- Given request -
Please rewrite every line from the one containing "for the railing" through the last line below, including that last one. Multiply each coordinate in the answers by 2 and round to whole numbers, with halves going up.

— Begin Exercise input —

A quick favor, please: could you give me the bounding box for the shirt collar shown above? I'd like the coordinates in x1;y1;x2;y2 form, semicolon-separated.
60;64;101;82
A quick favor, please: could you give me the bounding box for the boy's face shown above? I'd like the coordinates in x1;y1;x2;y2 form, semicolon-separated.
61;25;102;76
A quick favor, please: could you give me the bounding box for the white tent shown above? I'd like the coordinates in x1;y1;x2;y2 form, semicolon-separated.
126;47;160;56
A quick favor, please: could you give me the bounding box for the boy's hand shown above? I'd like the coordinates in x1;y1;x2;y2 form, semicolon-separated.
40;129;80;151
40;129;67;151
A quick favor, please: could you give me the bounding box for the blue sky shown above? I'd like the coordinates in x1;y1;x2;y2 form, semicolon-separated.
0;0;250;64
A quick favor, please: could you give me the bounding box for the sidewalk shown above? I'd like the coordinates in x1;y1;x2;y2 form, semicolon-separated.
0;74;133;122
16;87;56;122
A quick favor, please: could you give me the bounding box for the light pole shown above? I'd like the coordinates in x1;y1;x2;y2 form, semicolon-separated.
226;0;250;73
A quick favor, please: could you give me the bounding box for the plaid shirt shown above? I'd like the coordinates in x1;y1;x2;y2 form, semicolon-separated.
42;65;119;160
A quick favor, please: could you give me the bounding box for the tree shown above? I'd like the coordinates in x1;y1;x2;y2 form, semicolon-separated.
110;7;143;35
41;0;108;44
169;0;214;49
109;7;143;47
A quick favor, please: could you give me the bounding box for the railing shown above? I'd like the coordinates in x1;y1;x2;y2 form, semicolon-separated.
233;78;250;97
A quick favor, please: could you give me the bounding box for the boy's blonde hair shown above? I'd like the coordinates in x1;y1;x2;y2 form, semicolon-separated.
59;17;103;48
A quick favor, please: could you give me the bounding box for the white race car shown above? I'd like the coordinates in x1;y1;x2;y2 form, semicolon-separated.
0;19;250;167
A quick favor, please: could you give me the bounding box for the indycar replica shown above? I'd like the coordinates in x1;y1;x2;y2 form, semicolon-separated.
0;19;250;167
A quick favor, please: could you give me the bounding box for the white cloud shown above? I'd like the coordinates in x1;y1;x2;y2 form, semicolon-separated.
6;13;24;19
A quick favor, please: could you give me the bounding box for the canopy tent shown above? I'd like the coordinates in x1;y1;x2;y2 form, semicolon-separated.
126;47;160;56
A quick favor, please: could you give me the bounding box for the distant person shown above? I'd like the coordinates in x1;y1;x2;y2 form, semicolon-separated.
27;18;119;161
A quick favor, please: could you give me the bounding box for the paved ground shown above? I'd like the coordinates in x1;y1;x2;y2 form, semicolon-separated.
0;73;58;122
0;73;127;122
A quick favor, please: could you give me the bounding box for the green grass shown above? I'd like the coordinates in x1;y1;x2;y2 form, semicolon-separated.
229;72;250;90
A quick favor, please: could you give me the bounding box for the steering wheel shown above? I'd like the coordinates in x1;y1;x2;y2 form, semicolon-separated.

— End Exercise input —

- Solution to this exercise -
A quick favor, please: could you give me the bounding box for the railing shown above? I'd like the coordinates in x1;y1;x2;y2 form, semicolon-separated.
466;156;500;194
A quick favor, please: could you give me the bounding box for the boy's blonde hair shown above? I'd like the coordinates in x1;y1;x2;y2 form, semicolon-separated.
118;34;206;96
A quick favor, please: could you give me the bounding box for the white race car shown above? I'd like the coordinates in x1;y1;x2;y2 form, semicolon-separated.
0;38;500;334
A quick favor, please: could you give me the bounding box for the indycar replica shown above? I'd like the coordinates in x1;y1;x2;y2 form, semicolon-separated.
0;38;500;334
A quick favor, please: could you give me the bounding box for the white cloud shown above? I'd like the coordinates in x1;y1;x2;y2 form, semicolon-separated.
12;26;48;38
A quick favor, please: could you give me the bounding box for the canopy tent shown above? I'd like the coordinates in x1;y1;x2;y2 form, semicolon-separated.
252;94;320;112
A quick favor, please: could you give me the bounding box for the distant person shown above? I'd like the coordinates in x1;y1;x2;y2 form, semicolon-separated.
54;36;238;322
A quick favor, please: could you give me the bounding box for the paved ground shown above? I'd like the coordinates in x1;y1;x2;y2 form, semicolon-separated.
0;146;116;244
0;146;254;244
A quick favor, please: could you give me the bounding box for the green grass shown above? I'd like the coordinates in x1;y1;x2;y2 form, semicolon-separated.
458;144;500;180
A quick favor, please: could you give me the bounding box for the steering wheel shown above? I'd like the coordinates in x1;y1;x2;y2 form, semicolon-separated.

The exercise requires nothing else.